## [Requirements]
Copy every one of the entries below word for word, leaving each line unchanged.

## [Given records]
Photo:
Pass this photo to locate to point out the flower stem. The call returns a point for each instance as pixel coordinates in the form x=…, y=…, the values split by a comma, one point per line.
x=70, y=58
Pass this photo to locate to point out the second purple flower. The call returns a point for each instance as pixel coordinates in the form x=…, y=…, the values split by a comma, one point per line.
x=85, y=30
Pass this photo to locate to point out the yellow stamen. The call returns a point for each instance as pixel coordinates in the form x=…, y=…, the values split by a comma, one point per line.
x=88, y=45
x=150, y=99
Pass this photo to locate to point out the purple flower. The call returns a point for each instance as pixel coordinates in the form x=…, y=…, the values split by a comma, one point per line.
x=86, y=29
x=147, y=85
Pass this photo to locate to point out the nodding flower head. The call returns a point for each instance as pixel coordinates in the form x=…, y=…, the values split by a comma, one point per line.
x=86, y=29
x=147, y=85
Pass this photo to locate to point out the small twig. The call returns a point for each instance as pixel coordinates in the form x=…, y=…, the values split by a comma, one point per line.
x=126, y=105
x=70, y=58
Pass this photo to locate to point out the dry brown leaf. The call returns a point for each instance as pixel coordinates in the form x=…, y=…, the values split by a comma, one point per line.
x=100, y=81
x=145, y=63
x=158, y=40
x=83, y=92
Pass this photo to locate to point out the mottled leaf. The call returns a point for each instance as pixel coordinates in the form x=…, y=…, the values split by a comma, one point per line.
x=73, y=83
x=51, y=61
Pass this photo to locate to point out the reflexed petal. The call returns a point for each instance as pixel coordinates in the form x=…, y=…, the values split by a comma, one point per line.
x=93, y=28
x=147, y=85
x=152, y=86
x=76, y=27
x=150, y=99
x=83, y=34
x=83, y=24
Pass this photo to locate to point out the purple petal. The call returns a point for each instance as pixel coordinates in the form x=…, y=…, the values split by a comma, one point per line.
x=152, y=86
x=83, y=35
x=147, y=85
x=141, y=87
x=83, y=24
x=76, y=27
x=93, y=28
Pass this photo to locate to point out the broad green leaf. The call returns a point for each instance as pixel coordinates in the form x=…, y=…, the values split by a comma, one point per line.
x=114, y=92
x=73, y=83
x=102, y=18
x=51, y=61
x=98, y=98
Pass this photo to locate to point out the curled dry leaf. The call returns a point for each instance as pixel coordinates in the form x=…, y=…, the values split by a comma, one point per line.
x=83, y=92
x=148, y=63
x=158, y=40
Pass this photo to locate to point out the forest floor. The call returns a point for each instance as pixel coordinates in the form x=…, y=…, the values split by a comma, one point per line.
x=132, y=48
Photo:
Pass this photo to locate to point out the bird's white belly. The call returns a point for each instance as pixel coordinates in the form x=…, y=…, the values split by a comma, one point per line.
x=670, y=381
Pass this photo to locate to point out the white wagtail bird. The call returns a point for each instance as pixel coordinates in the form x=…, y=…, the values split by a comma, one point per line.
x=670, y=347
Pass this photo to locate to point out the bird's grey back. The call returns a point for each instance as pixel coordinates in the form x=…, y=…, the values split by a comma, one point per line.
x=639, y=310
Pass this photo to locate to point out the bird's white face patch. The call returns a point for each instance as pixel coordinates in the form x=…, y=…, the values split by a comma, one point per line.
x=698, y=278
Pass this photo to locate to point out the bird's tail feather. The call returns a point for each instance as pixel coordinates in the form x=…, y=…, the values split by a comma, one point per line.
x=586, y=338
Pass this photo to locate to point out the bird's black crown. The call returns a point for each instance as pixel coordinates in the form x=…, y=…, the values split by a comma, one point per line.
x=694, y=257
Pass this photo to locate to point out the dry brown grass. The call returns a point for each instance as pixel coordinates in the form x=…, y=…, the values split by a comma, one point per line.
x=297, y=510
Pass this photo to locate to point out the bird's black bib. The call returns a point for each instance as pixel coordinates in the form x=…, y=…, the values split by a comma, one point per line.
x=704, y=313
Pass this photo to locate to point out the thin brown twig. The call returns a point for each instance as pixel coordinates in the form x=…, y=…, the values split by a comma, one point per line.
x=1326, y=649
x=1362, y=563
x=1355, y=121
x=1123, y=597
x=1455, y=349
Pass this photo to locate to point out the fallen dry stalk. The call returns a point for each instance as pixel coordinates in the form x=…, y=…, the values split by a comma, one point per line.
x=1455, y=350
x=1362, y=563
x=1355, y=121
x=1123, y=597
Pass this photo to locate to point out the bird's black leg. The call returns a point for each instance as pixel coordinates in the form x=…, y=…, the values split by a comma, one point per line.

## [Problem solution]
Photo:
Pass this photo to locate to point out the flower stem. The call returns a point for each instance as pixel coordinates in the form x=…, y=…, the values split by a comma, one point per line.
x=70, y=58
Pass this photo to locate to point out the second purple flower. The call returns a point for each instance as pixel coordinates in the form x=…, y=…, the values split by a comma, one point per line.
x=85, y=30
Pass this photo to locate to point out the yellow stamen. The call returns a point for each instance as pixel coordinates in the form x=…, y=…, the values split by a comma, one point per line.
x=88, y=45
x=150, y=99
Pass this photo to locate to point out the purple flower. The call returns a point for each instance as pixel coordinates in the form x=…, y=…, the values split by a comma, one point per line.
x=86, y=29
x=147, y=85
Pass this photo to locate to point out the nodding flower head. The call returns a point for each instance as pixel coordinates in the form x=…, y=…, the values split by a comma, one point per line.
x=86, y=29
x=147, y=85
Pass this photo to locate to point out the small twig. The call returns a point for each instance as pixel coordinates in the form x=…, y=…, the values split by a comma, one point per line.
x=126, y=105
x=70, y=58
Pass this photo to locate to point out the dry brown leaf. The call returns a point for each instance as pixel coordinates in the form x=…, y=…, the values split by a comma, one point per line.
x=100, y=81
x=145, y=63
x=158, y=40
x=83, y=92
Pass this photo to locate to point out the mottled leaf. The call returns a point for each instance as pixel coordinates in the form x=…, y=…, the values split by a comma, one point per line.
x=73, y=83
x=51, y=61
Pass this photo to locate to point out the reflexed petal. The call returns a point for each instance as pixel coordinates in the form x=…, y=…, the values split by a comma, one point per line.
x=93, y=28
x=147, y=85
x=152, y=86
x=76, y=27
x=150, y=99
x=83, y=34
x=83, y=24
Pass this photo to locate to point out the purple petal. The call returns a point for each instance as pixel coordinates in the form x=…, y=…, the values split by a comma, one point per line.
x=152, y=86
x=83, y=35
x=147, y=85
x=141, y=87
x=83, y=24
x=76, y=27
x=93, y=28
Pass this photo to locate to point out the broad green leaf. The call returns a point for each instance as pixel coordinates in the form x=…, y=…, the values split by a comma, one point per line.
x=114, y=92
x=73, y=83
x=102, y=18
x=51, y=61
x=98, y=98
Pass this photo to locate to point out the curled dry leaf. The call returns a point for each instance as pixel coordinates in the form x=…, y=…, the values split by a comma, one point per line.
x=83, y=92
x=148, y=63
x=158, y=40
Pass this photo to locate to point out the forest floor. The call returns a point for each instance as pixel coordinates in the form x=…, y=…, the values split by a comma, one point per line.
x=132, y=48
Photo:
Pass this photo to locate to point out the bird's white belly. The call returns a point for each instance as pixel coordinates in the form x=…, y=…, the values split by a comma, one point per line.
x=670, y=381
Pass this photo to locate to point out the white wagtail bird. The call returns a point for each instance as pixel coordinates in the form x=…, y=…, the values split by a comma, one point per line.
x=670, y=347
Pass this photo to locate to point out the bird's grey back. The call returns a point for each instance as pixel coordinates in the form x=…, y=…, the values split by a comma, one point per line.
x=639, y=310
Pass this photo to locate to point out the bird's white face patch. The call returns a point for each instance as pixel coordinates in the form x=…, y=…, the values split by a comma, one point per line.
x=698, y=278
Pass this photo to locate to point out the bird's tail feather. The call returns a point for each instance as pixel coordinates in the form x=…, y=…, the values split by a comma, one point per line.
x=586, y=338
Pass this photo to locate to point out the bird's black crown. The call returns a point for each instance as pixel coordinates in the form x=…, y=…, the values split by a comma, one point per line.
x=694, y=257
Pass this photo to locate to point out the dry brown grass. The call returns a point for each instance as pixel coordinates in the form x=…, y=…, the values split by a comma, one point per line.
x=297, y=510
Pass this photo to locate to point out the bird's black bib. The call returns a point for each instance as pixel coordinates in the form x=…, y=…, the values split by a comma, one point per line.
x=704, y=313
Pass this photo to locate to point out the thin brown twig. The call returns a point for each instance as pixel coordinates in the form x=…, y=…, the values split by a comma, one point per line.
x=1326, y=649
x=1362, y=563
x=1355, y=121
x=1123, y=597
x=1455, y=349
Pass this photo to locate to point out the fallen dry stalk. The call returns a point for each instance as pixel coordinates in the form x=…, y=…, the values split by a comma, one point per line.
x=1455, y=350
x=1362, y=563
x=1355, y=121
x=1123, y=597
Pass this photo to locate to point out the bird's black leg. The call returns a point for each instance as pixel coordinates in the form x=…, y=…, the values split by a comma, one point per line.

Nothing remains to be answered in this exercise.